-- begin --
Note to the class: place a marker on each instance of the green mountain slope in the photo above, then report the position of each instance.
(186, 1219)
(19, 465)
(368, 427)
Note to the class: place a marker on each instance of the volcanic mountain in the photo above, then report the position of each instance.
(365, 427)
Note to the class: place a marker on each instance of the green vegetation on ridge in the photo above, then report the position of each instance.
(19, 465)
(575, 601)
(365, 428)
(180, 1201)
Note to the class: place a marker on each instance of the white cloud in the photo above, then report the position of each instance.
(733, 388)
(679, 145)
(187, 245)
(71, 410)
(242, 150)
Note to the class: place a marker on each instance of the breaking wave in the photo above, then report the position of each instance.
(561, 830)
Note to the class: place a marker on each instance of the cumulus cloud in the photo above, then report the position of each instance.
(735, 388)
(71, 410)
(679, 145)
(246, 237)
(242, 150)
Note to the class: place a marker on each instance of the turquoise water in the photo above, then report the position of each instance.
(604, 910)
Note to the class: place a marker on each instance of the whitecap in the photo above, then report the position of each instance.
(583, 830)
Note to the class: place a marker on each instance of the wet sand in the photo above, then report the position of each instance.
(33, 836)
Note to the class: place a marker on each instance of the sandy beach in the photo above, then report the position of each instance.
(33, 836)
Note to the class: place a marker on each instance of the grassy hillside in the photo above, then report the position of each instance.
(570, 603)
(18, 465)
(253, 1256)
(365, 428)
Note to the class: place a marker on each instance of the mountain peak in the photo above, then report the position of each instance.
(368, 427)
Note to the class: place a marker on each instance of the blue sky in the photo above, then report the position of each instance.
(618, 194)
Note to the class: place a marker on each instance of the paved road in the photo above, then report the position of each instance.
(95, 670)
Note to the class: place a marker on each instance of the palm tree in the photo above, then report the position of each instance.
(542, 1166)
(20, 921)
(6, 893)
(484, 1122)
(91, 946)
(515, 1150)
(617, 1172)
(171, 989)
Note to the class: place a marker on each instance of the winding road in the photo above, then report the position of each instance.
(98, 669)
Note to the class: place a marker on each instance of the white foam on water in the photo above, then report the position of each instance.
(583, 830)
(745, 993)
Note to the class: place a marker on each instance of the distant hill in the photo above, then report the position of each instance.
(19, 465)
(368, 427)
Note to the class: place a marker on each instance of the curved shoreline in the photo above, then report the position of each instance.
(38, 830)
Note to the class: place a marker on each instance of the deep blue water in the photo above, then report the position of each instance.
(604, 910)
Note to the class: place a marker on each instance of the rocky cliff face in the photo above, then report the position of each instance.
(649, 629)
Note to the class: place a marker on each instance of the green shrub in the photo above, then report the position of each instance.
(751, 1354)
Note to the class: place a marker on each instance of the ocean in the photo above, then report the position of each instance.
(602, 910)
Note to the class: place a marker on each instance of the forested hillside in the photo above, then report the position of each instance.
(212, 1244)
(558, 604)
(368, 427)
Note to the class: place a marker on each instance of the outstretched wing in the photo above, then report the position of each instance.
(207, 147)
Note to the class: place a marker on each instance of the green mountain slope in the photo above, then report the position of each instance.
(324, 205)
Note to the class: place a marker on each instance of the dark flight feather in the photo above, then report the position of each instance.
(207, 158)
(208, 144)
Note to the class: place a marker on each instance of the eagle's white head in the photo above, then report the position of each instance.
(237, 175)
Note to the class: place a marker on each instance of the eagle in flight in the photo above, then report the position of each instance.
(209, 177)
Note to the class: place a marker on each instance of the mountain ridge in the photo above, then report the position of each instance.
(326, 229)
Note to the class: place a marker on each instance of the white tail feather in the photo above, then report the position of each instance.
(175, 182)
-- end --
• **PROBLEM REQUIREMENTS**
Reproduce all of the records above word for word, without altering anything.

• **EXERCISE RESULT**
Note to the class: place a marker on each instance of the green mountain slope in the photo above, then report the position of each instance.
(186, 1219)
(19, 465)
(368, 427)
Note to the class: place a marker on each instance of the volcanic mountain in the photo above, then report the position of each instance.
(365, 427)
Note to the class: place a marker on each instance of the green vegetation on ridge in the photo above, then report the position of each instance.
(19, 465)
(575, 601)
(365, 428)
(180, 1201)
Note to the class: place a marker on each instance of the white cloud in the photo above, then report the position of each instance.
(733, 388)
(679, 145)
(187, 245)
(71, 410)
(242, 150)
Note to the class: place a marker on each instance of the breaking wave in the photo above, then report the position of each instance.
(561, 830)
Note to the class: place a marker on each instance of the cumulus cloud in the photo above, then report the position of each instance.
(735, 388)
(71, 410)
(679, 145)
(246, 237)
(242, 150)
Note to the class: place a marker on each instance of the turquoise water in the photo above, then report the position of each instance.
(604, 910)
Note to the class: place a marker on each instance of the whitecap in the photo above, then report the position of each instance.
(583, 830)
Note to the class: place a marker on each instance of the wet sand in the photo above, then report the position of each instance.
(33, 836)
Note to the class: place a marker on each instance of the sandy beach in the photo above, then report the position of each instance.
(33, 836)
Note to the class: place a marker on each instance of the grassy hillside in the photo above, then report the position of each instance.
(570, 603)
(18, 465)
(253, 1256)
(365, 428)
Note to the class: place a marker on each instance of the mountain peak in the photo above, then report the position of each instance.
(368, 427)
Note to the class: place a marker on each instance of the blue sky in the photo above, then report the position of each instance.
(618, 194)
Note to the class: place a marker on each instance of the paved road in the photo above, then report the position of each instance.
(95, 670)
Note to the class: place a marker on each instance of the palm tree in the photo above, then report the position of each instance.
(542, 1166)
(20, 921)
(6, 893)
(484, 1122)
(91, 946)
(515, 1150)
(617, 1172)
(171, 989)
Note to the class: place a marker on each instance of the winding road in the photo above, then report the position of each instance.
(98, 669)
Note to the class: place a marker on each instance of the white foam on water in the photo above, then report the position of each instance.
(583, 830)
(745, 993)
Note to the class: place a marker on each instance of the distant hill in the photo above, then report the position of each instance.
(19, 465)
(368, 427)
Note to the class: place a marker on each instance of the curved shoreline in the photo above, then report the position of each instance.
(38, 830)
Note to the class: place a marker on each instance of the deep blue water in the photo above, then report the position of each instance.
(604, 910)
Note to the class: place a marker on each instance of the rocky cliff face in the photo above, then report the position of each instance.
(649, 629)
Note to the class: place a marker on each instance of the green shrub in the photo above, then report the position of each instance.
(751, 1354)
Note to the class: place a marker on each instance of the ocean in the photo above, then report the position of each instance.
(602, 910)
Note to the class: place a marker on each instance of the forested hillside in the photo above, then report the position of each instance.
(212, 1244)
(558, 604)
(368, 427)
Note to the class: place a marker on each instance of the outstretched wing in the photo above, then report the position of each instance.
(207, 147)
Note to the class: place a marker on each instance of the green mountain slope in the photo above, then report the position of each instance.
(324, 205)
Note to the class: place a marker on each instance of the dark flight feather in the photo above, then report the position of each instance.
(207, 158)
(208, 144)
Note to the class: place a marker on each instance of the eagle's white head in the photo above, then report the position of each instance.
(237, 175)
Note to the class: place a marker on each instance of the eagle in flight in the photo above, then report the position of each instance.
(209, 177)
Note to the class: place a marker on each instance of the mountain ridge in the photo above, then report the position of each instance.
(326, 229)
Note to the class: place a marker on each instance of the white tail feather in the photo above, then report the position of each instance.
(175, 182)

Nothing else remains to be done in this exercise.